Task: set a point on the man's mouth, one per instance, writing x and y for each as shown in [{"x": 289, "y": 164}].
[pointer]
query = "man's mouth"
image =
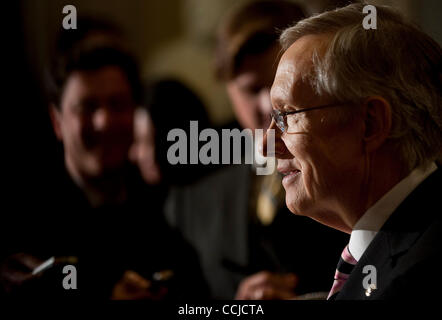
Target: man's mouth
[{"x": 289, "y": 174}]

**WHAT THE TASK REQUIRES:**
Since the pictures are not wanted, give the material again exactly without them.

**TASK OUTPUT:**
Task: set a point on the man's mouth, one per instance, writing x and y for each as shown in [{"x": 289, "y": 164}].
[pointer]
query = "man's mouth"
image =
Target: man's mouth
[{"x": 289, "y": 174}]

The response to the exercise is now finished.